▶ Tarefas a realizar:
• a. No texto sobre Previdência e Reforma Agrária, acima de quantos hectares as grandes propriedades improdutivas devem ser desapropriadas segundo a lei brasileira?
• b. Retome o texto sobre Previdência e Reforma Agrária e dê continuidade a ele logo após a última frase.

----- Trecho do texto

E quem vai fixar esses benefícios vai ser o ministro da Fazenda, um
burocrata que ninguém elegeu, e que, sentado em sua cadeira, faz as contas e
diz: "Este ano o auxílio da Previdência vai ser R$ 500". Então, nós não podemos
aceitar a desvinculação do salário mínimo porque, de fato, o salário mínimo,
como está na lei desde o tempo de Getúlio Vargas e como está no seu conceito, é
aquele mínimo que uma pessoa deveria receber para ter as mínimas condições de
sobrevivência na nossa sociedade.
E é por isso que nós dizemos que essa reforma da Previdência vai atingir
justamente os mais pobres, aquele desvalido, que recebe por idade depois dos 70
anos, a mãe lá da roça que ganhou nenê e não pode mais ir pra roça, o
cadeirante, que recebia uma ajuda e agora eles vão cortar tudo isso.
Mas esse dinheiro é do povo brasileiro. E nós, que de comum acordo lá na
Constituinte dissemos: em primeiro lugar nós temos que preservar para que os
idosos, os cadeirantes, as pessoas que têm alguma deficiência, as mães tenham
uma garantia de um benefício para garantir uma vida honesta, que dê pelo menos o
mínimo de segurança que essas pessoas possam ficar tranquilas, para que não
passem fome. Então é por isso que somos contra. Nós vamos nos mexer para
derrubar a reforma da Previdência e se der, derrubar esse governo
junto.
Outro tema da política nacional é Reforma Agrária, que é a principal
bandeira do MST. Você poderia explicar a situação da Reforma Agrária no atual
governo e o que o MST propõe como Reforma Agrária?
Desde que os golpistas chegaram ao governo eles simplesmente acabaram com
o Ministério da Reforma Agrária. Segundo não houve nenhuma desapropriação de
terra conforme manda a lei, que no Brasil diz o seguinte: "Devem ser
desapropriadas todas as grandes propriedades improdutivas"; portanto, que sejam
mal utilizadas e acima de 1500 hectares.
Então, nenhum fazendeiro que tenha menos de 1500 hectares vai ser
atingido e nenhum deles pode dizer que não vai ficar rico se ele trabalhar na
terra com mil hectares, com 1,2 mil hectares. Nossa lei de Reforma Agrária é
muito generosa para os fazendeiros. Mas nem isso eles aplicam.
O governo acabou com outras políticas públicas que ajudavam o camponês na
época do Lula e da Dilma, como por exemplo o Programa de Assistência Técnica,
que pagava os agrônomos para levar assistência técnica; o programa de compra de
alimentos, que depois era transferido para as escolas, para os quartéis,
hospitais, que é o chamado PAA.
Hoje, os camponeses, seja com terra ou sem-terra, praticamente estão à
deriva porque o governo golpista dominado pelos fazendeiros simplesmente os
abandonou. E agora estão ameaçando com uma situação ainda pior: o governo vai
mandar uma Medida Provisória nos próximos dias para o Congresso autorizando a
venda das nossas terras para o capital estrangeiro, que hoje está
proibido.

----------
----- Material fornecido

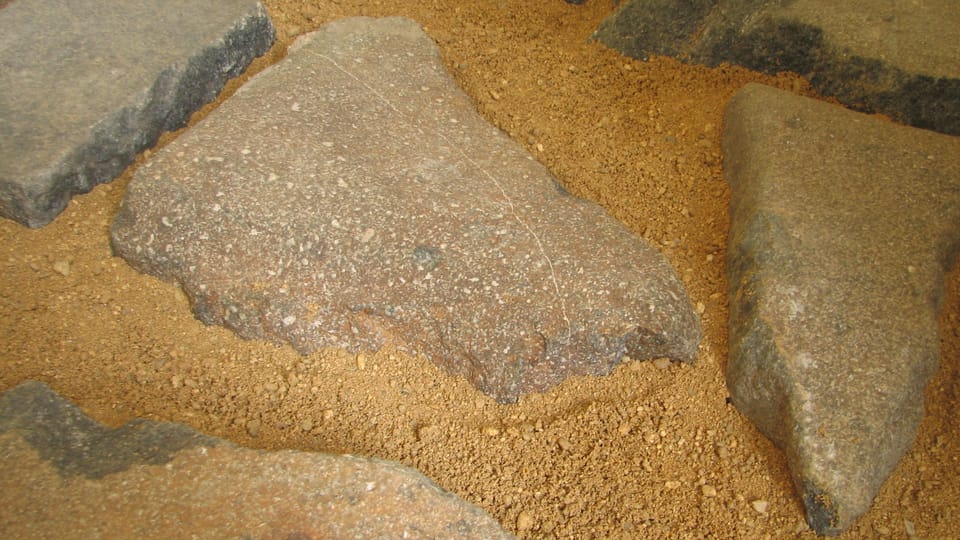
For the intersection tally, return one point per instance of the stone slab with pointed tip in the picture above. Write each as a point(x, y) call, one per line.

----------

▶ Respostas:
• a. Acima de 1500 hectares.

• b.
Pela Constituição, um capitalista estrangeiro só pode comprar até 1500
hectares e tem que passar pelo Congresso e pelo Incra [Instituto Nacional de
Colonização e Reforma Agrária]. E o governo diz que colocar limites, que (o
estrangeiro) "só vai poder comprar até 200 mil hectares". Ora, a cidade de São
Paulo tem 100 mil hectares! É como se uma multinacional viesse aqui e pudesse
comprar toda a cidade de São Paulo só pra você ter uma ilustração do
tamanho.
Essa proposta de vender terra para o capital estrangeiro é tão absurda
que até as Forças Armadas, através do Ministério do Exército, já se manifestaram
contra porque uma das funções constitucionais do Exército é proteger a soberania
nacional do nosso território.
O que os movimentos populares e o MST vêm organizando de ações e lutas e
como as pessoas que não fazem parte de movimentos podem participar destas
manifestações?
Se o povo não se mobilizar, não se manifestar, não protestar, não
defender seus direitos, esse governo não vai nos respeitar.
Então o MST, assim como outros movimentos do campo, participa de uma
coalizão que reúne mais de 80 movimentos populares do Brasil, pastorais das
igrejas católica, luterana, metodista, chamada Frente Brasil Popular. Uma vez
por mês nos sentamos para decidir o que vamos fazer para defender os nossos
direitos.
No nosso calendário de lutas, no dia 15 de março os professores e
professoras marcaram o início de uma greve geral em defesa da educação e contra
a reforma da previdência.
O caso dos professores é ainda mais grave. Imagine uma senhora professora
com 65 anos de idade, dando aula numa sala de aula, aguentando os nossos filhos?
Isso é uma agressão! Ou seja, em todos os países o professor precisa ser
valorizado, porque é ele quem educa os nossos filhos. Então com 25 anos em sala
de aula já está bom.
Daqui pra frente vamos para as ruas, vamos apoiar os professores nas
greves, vamos ocupar prefeituras, as escolas de ensino médio para protestar
contra esse governo. E não podemos mais parar enquanto não derrubarmos esse
governo. O Temer não foi eleito por ninguém e eles derrubaram a Dilma, que não
cometeu nenhum crime. Vamos à luta companheiros, porque só não ganha quem não
luta!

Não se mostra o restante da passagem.